In communicating from a transmitter to a receiver, each has his (or her) on set of symbols.  Practical communication theory tells us there will probably be information lost even if both sets of symbols are the same.   In the teaching/learning process, the symbol sets are probably not the same.  The transmitter may be a German scholar who was doing his best work when Napoleon was marching across Europe and the learner might be a wannabe scholar growing up in the Oklahoma oil fields when Jimmy Carter was in the White House.
My point is there is a living system in place that transmits between those two points and more.  The Gaussian attitude of removing the scaffolding is an important part of presenting that beautiful cathedral, but we as teachers must keep in mind that the scaffolding is still out back in the shed.  Knowing that the beautification of mathematical results (or indeed the corresponding acts in any discipline) is an important part of pedagogy, should empower us as teacher-scholars.

Origins in Applications

One piece of scaffolding that often remains hidden is the Primum Movens in mathematics is physics.  I use the word physics here to be broad enough to include engineering.  This Prime Mover has interfered with mathematics multiple times in history.
The Greeks did pursue geometry for its own sake as an intellectual game, but Euclid (circa 300 BC) was known as Euclid of Alexandria.  Alexandria was the city of Alexander the Great who, while not a Greek’s Greek, did spread Greek culture to lands the old fashioned way: by conquering them.  It is not difficult to imagine Euclid and his like codifying the discoveries of those who’d been involved the many construction activities of the Egyptians. In effect, they were creating an orderly way for students to learn the geometry without to actually build the pyramid first.
Fourier Series were developed by Joseph Fourier (1768-1830) for problems connected with the theory of heat. Fourier, while getting great results, didn’t have a theoretical foundation for his mathematics.  Providing those foundations gave birth to new fields and new directions to old.

Listing:
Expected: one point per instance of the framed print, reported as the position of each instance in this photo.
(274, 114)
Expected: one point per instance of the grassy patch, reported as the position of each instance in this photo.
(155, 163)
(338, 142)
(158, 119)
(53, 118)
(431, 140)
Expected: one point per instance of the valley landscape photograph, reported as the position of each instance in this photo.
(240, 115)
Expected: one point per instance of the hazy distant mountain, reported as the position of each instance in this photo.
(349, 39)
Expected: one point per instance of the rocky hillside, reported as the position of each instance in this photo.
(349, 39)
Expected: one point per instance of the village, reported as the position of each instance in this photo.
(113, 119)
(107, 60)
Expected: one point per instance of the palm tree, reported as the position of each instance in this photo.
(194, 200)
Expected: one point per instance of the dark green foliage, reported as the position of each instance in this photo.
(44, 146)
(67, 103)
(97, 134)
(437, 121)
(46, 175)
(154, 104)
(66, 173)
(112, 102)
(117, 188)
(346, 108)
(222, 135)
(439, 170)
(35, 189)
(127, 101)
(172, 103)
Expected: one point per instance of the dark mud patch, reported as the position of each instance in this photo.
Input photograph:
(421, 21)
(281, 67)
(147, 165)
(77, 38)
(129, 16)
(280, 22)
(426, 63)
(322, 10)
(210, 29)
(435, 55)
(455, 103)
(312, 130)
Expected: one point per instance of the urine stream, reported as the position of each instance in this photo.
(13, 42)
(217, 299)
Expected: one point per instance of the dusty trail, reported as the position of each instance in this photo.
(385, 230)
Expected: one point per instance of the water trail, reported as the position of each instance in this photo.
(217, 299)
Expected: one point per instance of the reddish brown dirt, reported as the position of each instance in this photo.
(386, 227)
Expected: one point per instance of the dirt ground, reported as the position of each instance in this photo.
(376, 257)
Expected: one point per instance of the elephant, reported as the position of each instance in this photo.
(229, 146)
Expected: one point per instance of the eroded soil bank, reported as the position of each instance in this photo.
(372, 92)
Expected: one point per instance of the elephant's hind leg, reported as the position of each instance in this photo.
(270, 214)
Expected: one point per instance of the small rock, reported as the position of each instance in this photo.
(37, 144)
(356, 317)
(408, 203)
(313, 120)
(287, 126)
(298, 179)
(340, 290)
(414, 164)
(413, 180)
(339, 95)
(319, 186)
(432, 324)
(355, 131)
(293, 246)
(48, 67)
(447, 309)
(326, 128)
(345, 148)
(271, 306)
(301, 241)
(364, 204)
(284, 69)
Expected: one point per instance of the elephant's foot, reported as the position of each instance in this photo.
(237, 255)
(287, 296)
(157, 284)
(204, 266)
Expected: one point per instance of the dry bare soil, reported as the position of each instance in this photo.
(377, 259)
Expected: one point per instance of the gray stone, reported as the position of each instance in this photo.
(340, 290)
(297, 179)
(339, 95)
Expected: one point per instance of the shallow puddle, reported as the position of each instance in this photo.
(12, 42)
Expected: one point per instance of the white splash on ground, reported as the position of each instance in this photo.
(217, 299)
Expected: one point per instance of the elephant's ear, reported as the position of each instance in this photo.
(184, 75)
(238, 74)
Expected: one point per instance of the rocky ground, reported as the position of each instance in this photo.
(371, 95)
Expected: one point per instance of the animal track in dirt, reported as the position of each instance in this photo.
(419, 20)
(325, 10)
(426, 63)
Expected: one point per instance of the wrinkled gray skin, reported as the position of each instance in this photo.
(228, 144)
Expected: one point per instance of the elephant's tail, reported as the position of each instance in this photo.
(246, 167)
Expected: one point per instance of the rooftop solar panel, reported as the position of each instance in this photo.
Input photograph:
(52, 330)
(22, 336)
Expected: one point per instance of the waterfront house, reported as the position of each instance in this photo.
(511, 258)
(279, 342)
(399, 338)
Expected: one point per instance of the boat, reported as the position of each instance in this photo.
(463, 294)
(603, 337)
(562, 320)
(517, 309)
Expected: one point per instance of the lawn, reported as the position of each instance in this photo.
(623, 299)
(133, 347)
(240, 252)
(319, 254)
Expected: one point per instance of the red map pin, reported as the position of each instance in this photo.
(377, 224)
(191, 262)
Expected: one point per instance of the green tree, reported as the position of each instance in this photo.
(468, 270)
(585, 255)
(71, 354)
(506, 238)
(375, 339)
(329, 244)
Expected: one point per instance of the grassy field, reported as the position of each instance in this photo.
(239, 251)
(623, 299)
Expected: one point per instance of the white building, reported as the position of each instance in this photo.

What you have to do: Please carry on the essay about teaching mathematics and its roots in physics, starting right after its last sentence.

Solved exercise:
We like to teach the pursuit of knowledge for its own sake, but knowledge has an end, a purpose.  Mathematics need not teach mental masturbation. It should, in fact, teach the opposite: the delay of gratification.  The delay of gratification, I am convinced, is one of the cornerstones of civilization.
While in the process of learning to delay gratification, it is helpful to the student to know there is some gratification to be had at the end of the process.  The engineering student will endure Heat and Thermodynamics because he knows he must have it to attain his engineering credential.  He will endure Engineering Mathematics because he knows he must have it to pass Heat and Thermo.  He will endure Fourier series because he has to understand them to pass Engineering math.
As a mathematics teacher, I can help him to build that narrative. That process will be aided if I know the story myself in broad terms.  Whereas the details of the story are not a necessary part of my intellectual equipment as a mathematician, per se, they are an important part of my tool box of teacher as scholar.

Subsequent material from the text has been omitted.